» **ПРЕДОСТАВЛЕННЫЙ ОТРЫВОК**:
--------------------
Сейл тут же выдал утверждение (совершенно ошибочное, как потом оказалось, но его вполне можно понять), что кому уж точно не выиграть гонку, так это неизвестному парню Нокс-Джонстону, выходящему в море на маленьком потрепанном кече. Яхта, которой он прочил успех, была катамараном, управляемым дантистом родом из Австралии, известным в кругах яхтсменов под прозвищем Билл-с-Таити.
Так что «Sunday Times» проявила интерес к личности Билла-с-Таити. Основная проблема, с точки зрения СМИ, состояла в том, что репортажи о путешествии, даже о безостановочном, неизбежно будут слишком похожи на репортажи о приключениях Чичестера, а между тем уже наблюдались все признаки того, что читатель пресытился подобного рода материалами. Именно в тот момент Сейлу и начальнику отдела, где тот работал, Рону Холлу (одному из авторов этой книги), одновременно пришла в голову мысль устроить гонку, хотя коллеги имели разные представления об организации мероприятия. Сейл утверждал, что единственное необходимое условие для признания яхтсмена героем – он должен прийти первым. Холл не соглашался и говорил, что у мероприятия должны быть все соответствующие атрибуты гонки, а участники должны иметь равные шансы на победу. Поэтому в силу различных причин нужно, чтобы они стартовали в разные даты, а победа будет определяться по общему затраченному времени. Другими словами, приз должен достаться тому, кто завершит гонку быстрее всех.
Существовала также и другая проблема. Сейл теперь знал, что будет по крайней мере полдюжины яхтсменов, которые попытаются совершить кругосветное путешествие в этом сезоне, а некоторые из них уже начали переговоры с другими газетами, журналами и издательствами об освещении их плавания в печати. Что, если кто-то из них откажется вступить в число участников, а потом возьмет да и выиграет гонку? В таком случае регата «Sunday Times» проиграет по всем пунктам.
Памятуя об этом, Сейл и Холл тем же мартовским вечером 1968 года сели писать предварительные правила соревнования. Первое противоречие разрешить было довольно легко: почему бы не назначить два приза? Один вручить тому, кто придет первым, а второй – участнику, обошедшему вокруг земного шара за кратчайшее время. Первый вернувшийся яхтсмен получит трофей (он обрел название немедленно – «Золотой глобус», – хоть и не предполагалось, что сам приз обязательно будет золотым). А самому быстрому яхтсмену будет вручена сумма в 5000 фунтов стерлингов. Вторая проблема была более трудной. Решили вообще не требовать от яхтсменов официально заявлять об участии в гонке. Если кто-то отправлялся в кругосветное плавание, а дата его отъезда и прибытия фиксировалась в национальной газете или журнале, то он автоматически имел право претендовать на приз регаты «Золотой глобус». Все мероприятие по стилю больше напоминало знаменитые призы виконта Нортклиффа для пионеров воздухоплавания, чем Трансатлантическую гонку яхтсменов-одиночек журнала «Observer», с форматом которой оно должно было бы ассоциироваться.
--------------------
» **ЗАДАНИЕ A**: Какую сумму, согласно отрывку, должен был получить самый быстрый яхтсмен?
Отрывок и список никак не связаны между собой.

Строки набора данных о расположении объектов:
--------------------
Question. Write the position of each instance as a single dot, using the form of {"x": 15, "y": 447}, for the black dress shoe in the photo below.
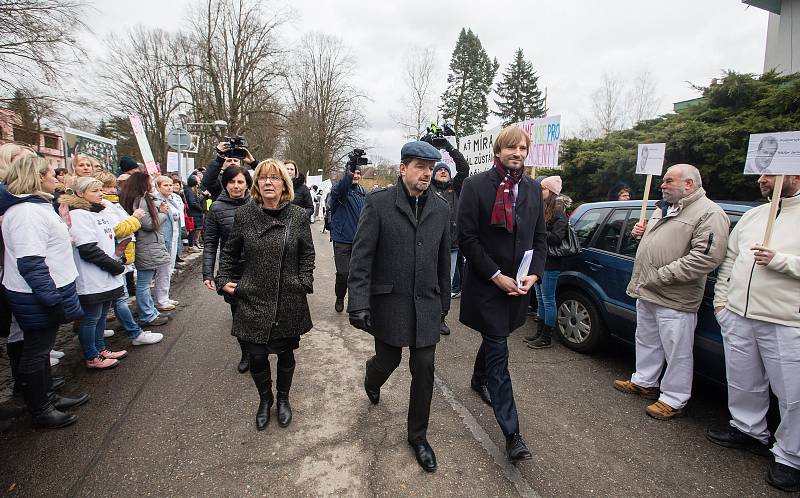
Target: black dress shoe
{"x": 516, "y": 448}
{"x": 482, "y": 391}
{"x": 783, "y": 477}
{"x": 731, "y": 437}
{"x": 62, "y": 403}
{"x": 425, "y": 456}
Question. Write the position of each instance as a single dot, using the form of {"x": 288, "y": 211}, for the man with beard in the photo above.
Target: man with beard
{"x": 399, "y": 284}
{"x": 755, "y": 302}
{"x": 449, "y": 187}
{"x": 684, "y": 241}
{"x": 302, "y": 195}
{"x": 500, "y": 217}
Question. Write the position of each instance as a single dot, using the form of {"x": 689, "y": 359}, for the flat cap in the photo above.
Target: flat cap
{"x": 421, "y": 150}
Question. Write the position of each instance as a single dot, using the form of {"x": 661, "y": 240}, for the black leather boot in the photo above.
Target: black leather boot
{"x": 544, "y": 340}
{"x": 14, "y": 354}
{"x": 244, "y": 362}
{"x": 282, "y": 384}
{"x": 263, "y": 381}
{"x": 43, "y": 414}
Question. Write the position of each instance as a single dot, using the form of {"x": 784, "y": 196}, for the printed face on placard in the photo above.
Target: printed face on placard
{"x": 650, "y": 159}
{"x": 773, "y": 154}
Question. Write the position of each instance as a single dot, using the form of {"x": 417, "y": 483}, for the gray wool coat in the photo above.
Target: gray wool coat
{"x": 275, "y": 254}
{"x": 151, "y": 252}
{"x": 400, "y": 268}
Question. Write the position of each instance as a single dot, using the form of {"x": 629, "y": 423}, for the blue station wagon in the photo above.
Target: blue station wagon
{"x": 592, "y": 303}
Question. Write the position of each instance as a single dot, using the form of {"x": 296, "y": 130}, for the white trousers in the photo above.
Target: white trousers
{"x": 664, "y": 334}
{"x": 162, "y": 282}
{"x": 760, "y": 355}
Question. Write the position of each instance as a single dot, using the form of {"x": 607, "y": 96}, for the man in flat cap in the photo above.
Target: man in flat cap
{"x": 399, "y": 284}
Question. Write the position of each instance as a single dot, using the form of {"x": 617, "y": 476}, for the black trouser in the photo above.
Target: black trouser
{"x": 491, "y": 369}
{"x": 341, "y": 258}
{"x": 36, "y": 353}
{"x": 386, "y": 360}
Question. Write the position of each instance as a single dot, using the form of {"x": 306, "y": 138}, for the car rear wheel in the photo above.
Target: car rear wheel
{"x": 578, "y": 323}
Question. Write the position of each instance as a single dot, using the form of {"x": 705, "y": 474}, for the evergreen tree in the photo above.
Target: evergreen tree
{"x": 19, "y": 104}
{"x": 520, "y": 97}
{"x": 464, "y": 103}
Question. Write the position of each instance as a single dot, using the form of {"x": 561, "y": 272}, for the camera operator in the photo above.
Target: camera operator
{"x": 232, "y": 152}
{"x": 450, "y": 187}
{"x": 346, "y": 200}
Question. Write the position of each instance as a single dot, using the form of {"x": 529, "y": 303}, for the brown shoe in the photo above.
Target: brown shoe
{"x": 662, "y": 411}
{"x": 629, "y": 387}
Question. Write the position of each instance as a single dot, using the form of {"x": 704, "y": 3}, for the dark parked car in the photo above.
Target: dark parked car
{"x": 592, "y": 303}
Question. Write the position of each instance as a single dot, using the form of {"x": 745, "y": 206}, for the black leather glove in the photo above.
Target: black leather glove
{"x": 56, "y": 314}
{"x": 361, "y": 319}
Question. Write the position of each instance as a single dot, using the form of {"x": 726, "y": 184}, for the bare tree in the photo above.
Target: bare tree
{"x": 325, "y": 109}
{"x": 417, "y": 103}
{"x": 642, "y": 99}
{"x": 39, "y": 36}
{"x": 608, "y": 107}
{"x": 138, "y": 78}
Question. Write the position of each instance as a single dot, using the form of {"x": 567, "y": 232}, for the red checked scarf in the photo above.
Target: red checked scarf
{"x": 503, "y": 210}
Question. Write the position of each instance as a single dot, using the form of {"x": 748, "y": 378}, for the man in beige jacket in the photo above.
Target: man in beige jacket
{"x": 757, "y": 304}
{"x": 683, "y": 242}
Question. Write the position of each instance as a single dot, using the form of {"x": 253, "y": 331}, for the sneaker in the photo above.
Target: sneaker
{"x": 156, "y": 322}
{"x": 146, "y": 338}
{"x": 101, "y": 363}
{"x": 662, "y": 411}
{"x": 731, "y": 437}
{"x": 629, "y": 387}
{"x": 114, "y": 355}
{"x": 783, "y": 477}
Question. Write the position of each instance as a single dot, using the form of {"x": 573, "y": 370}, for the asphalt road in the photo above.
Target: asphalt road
{"x": 176, "y": 419}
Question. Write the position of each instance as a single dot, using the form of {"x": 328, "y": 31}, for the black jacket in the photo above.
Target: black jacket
{"x": 487, "y": 249}
{"x": 302, "y": 196}
{"x": 556, "y": 233}
{"x": 451, "y": 190}
{"x": 218, "y": 223}
{"x": 400, "y": 267}
{"x": 275, "y": 253}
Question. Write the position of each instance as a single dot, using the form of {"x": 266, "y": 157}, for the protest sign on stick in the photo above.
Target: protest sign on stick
{"x": 144, "y": 145}
{"x": 649, "y": 161}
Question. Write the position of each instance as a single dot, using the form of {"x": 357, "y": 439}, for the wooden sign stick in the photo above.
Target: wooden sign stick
{"x": 773, "y": 210}
{"x": 646, "y": 198}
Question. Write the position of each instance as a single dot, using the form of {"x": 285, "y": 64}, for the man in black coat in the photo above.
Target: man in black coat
{"x": 500, "y": 217}
{"x": 399, "y": 284}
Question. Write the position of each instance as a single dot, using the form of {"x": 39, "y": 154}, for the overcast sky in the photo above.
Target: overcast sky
{"x": 571, "y": 44}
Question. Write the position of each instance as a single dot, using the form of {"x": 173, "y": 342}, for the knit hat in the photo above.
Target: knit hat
{"x": 127, "y": 163}
{"x": 553, "y": 184}
{"x": 442, "y": 165}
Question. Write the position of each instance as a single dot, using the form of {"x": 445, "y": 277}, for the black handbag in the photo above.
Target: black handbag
{"x": 569, "y": 246}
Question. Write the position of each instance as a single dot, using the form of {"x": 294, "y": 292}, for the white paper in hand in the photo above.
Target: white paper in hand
{"x": 524, "y": 266}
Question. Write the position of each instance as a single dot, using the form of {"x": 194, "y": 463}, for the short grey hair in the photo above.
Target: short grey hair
{"x": 689, "y": 172}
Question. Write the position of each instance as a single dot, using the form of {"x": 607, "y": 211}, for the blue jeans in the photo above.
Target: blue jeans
{"x": 546, "y": 297}
{"x": 90, "y": 332}
{"x": 125, "y": 317}
{"x": 144, "y": 300}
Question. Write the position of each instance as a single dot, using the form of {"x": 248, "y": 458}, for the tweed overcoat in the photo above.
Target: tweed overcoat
--------------------
» **ЗАДАНИЕ B**: Верните без изменений строки списка: всё от строки, в которой есть «handbag in the photo above.», вниз до самого конца списка, включая обе границы.

» **ПРАВИЛЬНЫЙ ОТВЕТ A**: 5000 фунтов стерлингов.

» **ПРАВИЛЬНЫЙ ОТВЕТ B**:
Question. Write the position of each instance as a single dot, using the form of {"x": 445, "y": 277}, for the black handbag in the photo above.
Target: black handbag
{"x": 569, "y": 246}
Question. Write the position of each instance as a single dot, using the form of {"x": 294, "y": 292}, for the white paper in hand in the photo above.
Target: white paper in hand
{"x": 524, "y": 266}
Question. Write the position of each instance as a single dot, using the form of {"x": 194, "y": 463}, for the short grey hair in the photo above.
Target: short grey hair
{"x": 689, "y": 172}
Question. Write the position of each instance as a single dot, using the form of {"x": 607, "y": 211}, for the blue jeans in the photo above.
Target: blue jeans
{"x": 546, "y": 297}
{"x": 90, "y": 332}
{"x": 125, "y": 317}
{"x": 144, "y": 300}
Question. Write the position of each instance as a single dot, using the form of {"x": 248, "y": 458}, for the tweed overcoat in the photo above.
Target: tweed overcoat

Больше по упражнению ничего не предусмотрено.